Records excerpted from a collection
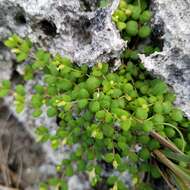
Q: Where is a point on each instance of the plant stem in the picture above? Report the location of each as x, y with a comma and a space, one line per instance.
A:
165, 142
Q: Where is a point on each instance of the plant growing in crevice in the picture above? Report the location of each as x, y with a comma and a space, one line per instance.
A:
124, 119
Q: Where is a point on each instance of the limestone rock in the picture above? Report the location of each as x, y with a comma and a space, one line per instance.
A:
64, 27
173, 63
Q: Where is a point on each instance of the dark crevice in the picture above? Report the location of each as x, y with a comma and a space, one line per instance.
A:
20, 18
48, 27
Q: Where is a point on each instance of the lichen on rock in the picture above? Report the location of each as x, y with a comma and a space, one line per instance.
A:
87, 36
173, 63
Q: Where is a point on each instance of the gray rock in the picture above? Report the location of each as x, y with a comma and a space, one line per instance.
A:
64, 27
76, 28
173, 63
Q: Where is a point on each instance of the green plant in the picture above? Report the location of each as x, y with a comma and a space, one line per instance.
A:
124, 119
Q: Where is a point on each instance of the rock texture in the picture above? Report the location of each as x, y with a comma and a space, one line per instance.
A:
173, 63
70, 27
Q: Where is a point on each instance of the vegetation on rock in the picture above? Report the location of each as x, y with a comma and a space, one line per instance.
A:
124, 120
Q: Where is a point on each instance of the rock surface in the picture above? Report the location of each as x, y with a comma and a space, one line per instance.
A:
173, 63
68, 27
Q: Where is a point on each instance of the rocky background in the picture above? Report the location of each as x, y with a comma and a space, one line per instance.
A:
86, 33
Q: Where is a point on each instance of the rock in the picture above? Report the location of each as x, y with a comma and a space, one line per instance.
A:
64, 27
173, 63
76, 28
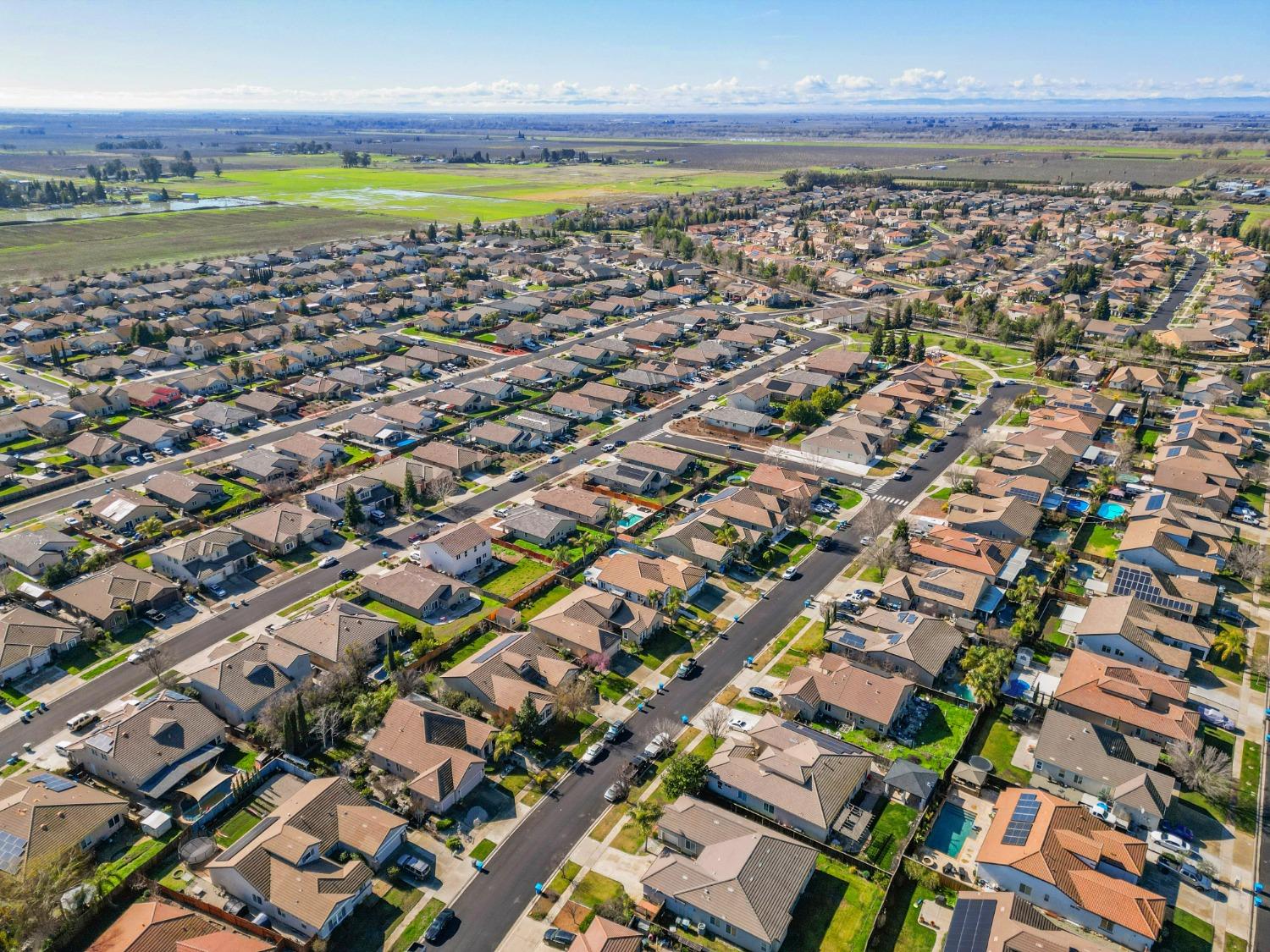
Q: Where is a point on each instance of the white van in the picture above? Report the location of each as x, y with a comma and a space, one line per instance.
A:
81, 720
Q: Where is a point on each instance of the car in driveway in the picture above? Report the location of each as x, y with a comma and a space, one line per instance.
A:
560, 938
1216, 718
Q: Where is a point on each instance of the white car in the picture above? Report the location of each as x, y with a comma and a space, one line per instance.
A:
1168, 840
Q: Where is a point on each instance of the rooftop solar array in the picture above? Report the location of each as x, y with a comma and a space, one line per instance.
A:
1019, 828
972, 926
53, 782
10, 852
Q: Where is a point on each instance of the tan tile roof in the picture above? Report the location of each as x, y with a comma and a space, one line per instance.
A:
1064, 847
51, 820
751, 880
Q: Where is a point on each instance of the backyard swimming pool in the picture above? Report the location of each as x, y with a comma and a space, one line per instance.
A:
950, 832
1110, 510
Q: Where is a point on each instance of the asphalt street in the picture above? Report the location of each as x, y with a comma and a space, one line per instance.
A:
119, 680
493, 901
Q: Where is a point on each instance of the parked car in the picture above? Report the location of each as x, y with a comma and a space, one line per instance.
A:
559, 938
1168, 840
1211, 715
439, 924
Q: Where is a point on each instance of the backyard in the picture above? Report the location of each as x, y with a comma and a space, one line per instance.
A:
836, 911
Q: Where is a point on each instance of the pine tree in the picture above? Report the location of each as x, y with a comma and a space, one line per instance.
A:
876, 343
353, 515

→ **What you should do**
Reproduce all of the data exactly; the pictures do not belong in the copy.

→ **Final answer**
Q: Where is a point on each instance of the plant stem in the picture above? Report the location of each as x, y with a comma and a space, one line per instance.
A:
165, 142
Q: Where is a point on each instance of the plant growing in crevice in the picture above? Report the location of each as x, y with a comma and a space, one line per instance.
A:
124, 119
Q: Where is a point on each instance of the limestone rock in the picture above? Report the location of each as x, y with a comma and a space, one line per instance.
A:
64, 27
173, 63
Q: Where is a point on each instance of the dark crevice in the picture above? Report the location of each as x, y with a comma and a space, one line per instance.
A:
20, 18
48, 27
Q: Where is a point on each instance of the lichen on rock in the picture above? Report the location of each as x, y with a comma and a space, one line per instance.
A:
87, 36
173, 63
Q: Where is a point on each instance of the gray rock in the picture above? Report the location of each as x, y with a comma and a space, one line per instance.
A:
64, 27
76, 28
173, 63
Q: Where is a point on each instance of the green plant in the picture above? Report the location of each as x, y with a comma and a space, one line per instance.
A:
124, 119
Q: Where is a point on each instance of the rock texture in the picture above? Report the location of each as x, y with a comma and a space, one line per instance.
A:
173, 63
70, 27
Q: Where is a point on each instance of the vegetation on rock in the picture above? Report the location of each as x, y with a comma and a space, one line per instance.
A:
124, 120
Q: Where is a point on each instance of the rock surface in the picture above? Report the location of each as x, y with a comma and a space, one line per instance.
A:
173, 63
68, 27
Q: Where is a point on each instance of the rocky background in the picture above? Report the location of each as x, y with a comma and a space, one line per instance.
A:
86, 33
Q: Where is a point on each instance of the rock in the picture above? Report the location of each as x, y with a comma and a space, one line per instance.
A:
64, 27
173, 63
76, 28
Q: Where is a point on each instance of the white van in the picture above? Report the location of each as x, y with a comma and a space, one line per instance.
A:
81, 720
Q: Where is a point on each instance of the car in driveway in the picture above? Report the location of each as x, y with a comma and a space, one line per instance.
A:
560, 938
1216, 718
Q: Where is a point on each instance of the white car in the picture above? Report the location of each as x, y with a comma and a space, one line per instance.
A:
1168, 840
Q: Where is a point on each instance of the rooftop solar array in the picture above? Report the location of each as x, y with a comma and a space, one line per instance.
A:
1019, 828
972, 926
53, 782
10, 852
Q: Where is a point on each instance of the tan tile roof in the picture above? Report the location of each as x, y with a comma and a space, one line per instance.
A:
1064, 847
51, 820
751, 880
Q: Where is a point on each instance of the backyard swimming pool in the picture above? Report the location of each as x, y with a comma and a space, one line per instance.
A:
950, 832
1110, 510
Q: Where is a point on each instance of the asphalt street in the picture above? Report the location of each as x, y with a comma and a space, one line per instance.
A:
119, 680
493, 901
Q: Where is a point on each instance of the parked car in the picture above? Report the location of each as x, y with a comma and a space, one line per instance.
A:
559, 938
1168, 840
1211, 715
439, 924
Q: Where is a point on each instance of the backyard in the picture above? Report the location of each as x, y with a comma and a space, one line per instance.
A:
836, 911
Q: Where is a point on each instance of the pine tree in the picture above? Report the location of each as x, y with a comma and a space, one line per instance.
A:
876, 343
353, 515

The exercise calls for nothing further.